» Texto selecionado:
********************
Um bom protesto não chateia ninguém, tem os alvos que as outras pessoas querem (não vamos dizer quais) e, de preferência, nunca vou ouvir falar dele, para não me sentir culpado por não fazer nada. Um protesto nunca pode ser um crime, não se esqueçam daquele ditado: “pessoas bem-comportadas sempre mudaram o mundo”.

Crónica 74
20 Outubro 2022

Olá, se estás a ler isto é porque estás muito preocupado com a atual emergência climática, perdão, emergência climática talvez seja demasiado… urgente. Implica que temos de fazer algo, mover mundos e fundos, fazer sacrifícios - especialmente as pessoas no topo. E se calhar estavas à procura de activismo mais individual, mais… “segundas-feiras sem carne” e “sacos de pano”* e menos “organizar-me com outras pessoas preocupadas” e  “arriscar-me a ser preso”.

Talvez então lhe possamos chamar algo mais leve e menos incomodativo, afinal, já temos tantas chatices, com preços de gás e gasolina a subir, guerras no mundo, fome ainda me tenho de preocupar com uma “emergência climática”? E se fosse em vez disso um “ inconveniente climático”? Deve ser por isso que o filme do Al Gore se chama A Verdade Inconveniente, faz sentido.

Portanto, se estás preocupado com o inconveniente climático, com as consequências das emissões de efeito de estufa (o aconchegante cobertor de carbono, como eu lhe chamo) resultado da ação humana, este guia é para ti!

É um pouco assustador pensar nas consequências como “erosão dos solos” (ninguém quer namorar com um agricultor, quanto mais ser um agricultor, é na boa), “acidificação dos oceanos” (o peixe está cheio de microplásticos, isso faz-te mal), “agravamento da frequência de fenómenos meteorológicos extremos como secas, cheias, tempestades” (não estás farto de rotina?) e “extinção em massa de animais pela mão do Homem” (animais selvagens não contam para o PIB).
********************
» Extrato de dados:

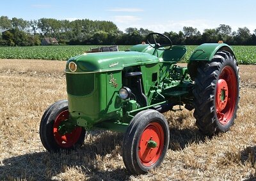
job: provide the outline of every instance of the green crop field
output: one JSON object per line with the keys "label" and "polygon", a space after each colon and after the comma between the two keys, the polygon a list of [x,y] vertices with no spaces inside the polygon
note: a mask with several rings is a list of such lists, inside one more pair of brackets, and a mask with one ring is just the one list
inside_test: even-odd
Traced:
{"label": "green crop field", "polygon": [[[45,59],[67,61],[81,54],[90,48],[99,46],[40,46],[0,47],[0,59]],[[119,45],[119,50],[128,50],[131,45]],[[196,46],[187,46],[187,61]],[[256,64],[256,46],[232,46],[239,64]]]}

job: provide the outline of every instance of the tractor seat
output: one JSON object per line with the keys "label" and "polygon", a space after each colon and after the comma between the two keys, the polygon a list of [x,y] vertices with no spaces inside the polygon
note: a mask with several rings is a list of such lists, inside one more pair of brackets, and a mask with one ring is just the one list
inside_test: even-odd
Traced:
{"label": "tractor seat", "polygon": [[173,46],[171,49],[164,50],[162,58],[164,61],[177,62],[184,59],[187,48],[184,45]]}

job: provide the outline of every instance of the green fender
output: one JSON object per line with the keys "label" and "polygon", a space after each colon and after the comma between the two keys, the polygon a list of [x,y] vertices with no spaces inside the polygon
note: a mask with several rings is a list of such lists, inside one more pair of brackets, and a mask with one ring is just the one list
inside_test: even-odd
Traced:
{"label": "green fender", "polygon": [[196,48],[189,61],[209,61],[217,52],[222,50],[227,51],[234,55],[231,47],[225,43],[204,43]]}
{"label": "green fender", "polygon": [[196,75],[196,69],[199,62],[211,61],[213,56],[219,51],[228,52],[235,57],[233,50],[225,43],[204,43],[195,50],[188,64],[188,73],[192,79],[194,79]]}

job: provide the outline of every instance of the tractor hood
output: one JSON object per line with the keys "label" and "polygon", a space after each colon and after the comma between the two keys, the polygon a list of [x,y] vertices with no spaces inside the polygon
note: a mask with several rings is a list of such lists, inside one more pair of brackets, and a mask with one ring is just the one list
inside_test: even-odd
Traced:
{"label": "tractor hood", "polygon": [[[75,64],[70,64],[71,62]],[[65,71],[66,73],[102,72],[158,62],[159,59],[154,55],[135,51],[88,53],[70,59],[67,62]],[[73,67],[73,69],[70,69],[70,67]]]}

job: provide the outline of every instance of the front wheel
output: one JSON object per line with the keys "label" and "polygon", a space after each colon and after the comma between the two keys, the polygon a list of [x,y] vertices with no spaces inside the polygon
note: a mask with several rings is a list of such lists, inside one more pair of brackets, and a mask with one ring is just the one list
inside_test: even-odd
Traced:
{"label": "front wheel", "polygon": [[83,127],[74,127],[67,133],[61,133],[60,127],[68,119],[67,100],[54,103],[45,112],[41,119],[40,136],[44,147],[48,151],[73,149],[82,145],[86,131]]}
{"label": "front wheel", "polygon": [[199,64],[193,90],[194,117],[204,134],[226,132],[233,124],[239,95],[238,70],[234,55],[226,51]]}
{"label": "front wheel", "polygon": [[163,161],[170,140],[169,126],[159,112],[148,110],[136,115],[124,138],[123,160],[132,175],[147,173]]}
********************
» O que fazer:
(A) Enumere as consequências que a crónica sobre o clima apresenta entre aspas no parágrafo que começa por "É um pouco assustador".
(B) Prossiga a crónica sobre o clima a partir da última frase apresentada.
Os registos não têm qualquer papel nesta atividade.

» Respostas por ordem:
(A)
- erosão dos solos
- acidificação dos oceanos
- agravamento da frequência de fenómenos meteorológicos extremos como secas, cheias, tempestades
- extinção em massa de animais pela mão do Homem

(B)
Basta saber que é preciso fazer “qualquer coisa”. Especialmente quando nos apercebemos que ações isoladas de redução de desperdício e de consumo de energia não chegam, porque apesar de reduzirmos a nossa "pegada de carbono” (quem será que inventou este termo e porquê?) parece que as emissões dos grandes poluentes - quero dizer, criadores de riqueza e de emprego - continuam a aumentar.

A questão é então: “O que fazer?” (nota para mim próprio: bom título para um livro).  Já votas nos partidos que estão preocupados com o ambiente, mas eles não têm maioria. Já fazes voluntariado. Já doas a boas causas. Já tens todas as opiniões corretas no Twitter. E mesmo assim o progresso nestas causas parece frustrantemente lento.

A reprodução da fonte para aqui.